Written request - Copy every line of the records below, offsetting each coordinate in the answer points by -5.

***** Supplied information *****

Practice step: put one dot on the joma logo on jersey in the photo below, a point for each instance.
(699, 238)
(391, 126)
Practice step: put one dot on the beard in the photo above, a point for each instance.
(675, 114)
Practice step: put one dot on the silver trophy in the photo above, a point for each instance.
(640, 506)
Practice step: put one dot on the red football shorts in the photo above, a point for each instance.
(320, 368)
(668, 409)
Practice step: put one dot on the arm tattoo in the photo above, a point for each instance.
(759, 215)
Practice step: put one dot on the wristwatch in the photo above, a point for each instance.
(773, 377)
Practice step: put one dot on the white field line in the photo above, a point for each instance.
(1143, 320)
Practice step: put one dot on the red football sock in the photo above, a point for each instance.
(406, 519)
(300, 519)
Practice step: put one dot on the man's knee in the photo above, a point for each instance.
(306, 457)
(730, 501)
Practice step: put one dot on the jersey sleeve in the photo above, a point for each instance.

*****

Output for this task -
Practice step: put one dot on the joma logo on jersey in the photo below, a point for each instance.
(694, 233)
(386, 121)
Practice step: put one dot on the beard in the photo above, a point for each instance.
(670, 109)
Practice step: put one dot on the silver trophy in the photo above, a point for each instance.
(635, 501)
Practice step: put one dot on the red football shorts in the photo above, a point for each instance.
(315, 363)
(663, 404)
Practice step: put one dot on the arm tattoo in the photo above, a point for each instance.
(754, 210)
Practice step: put one dot on the wristwatch in the photo above, a point for each instance.
(768, 372)
Practice step: put one dot on the white field line in the photo above, a point for each instance.
(1138, 315)
Practice step: put one dot on the red football sock in the photo above, a point for each instance.
(401, 514)
(295, 514)
Practice step: put one dot on the man's knee in the photo above, a point for each instance.
(301, 452)
(725, 496)
Practice step: put one dot on the jersey sleeve in the photo above, a point for each instance.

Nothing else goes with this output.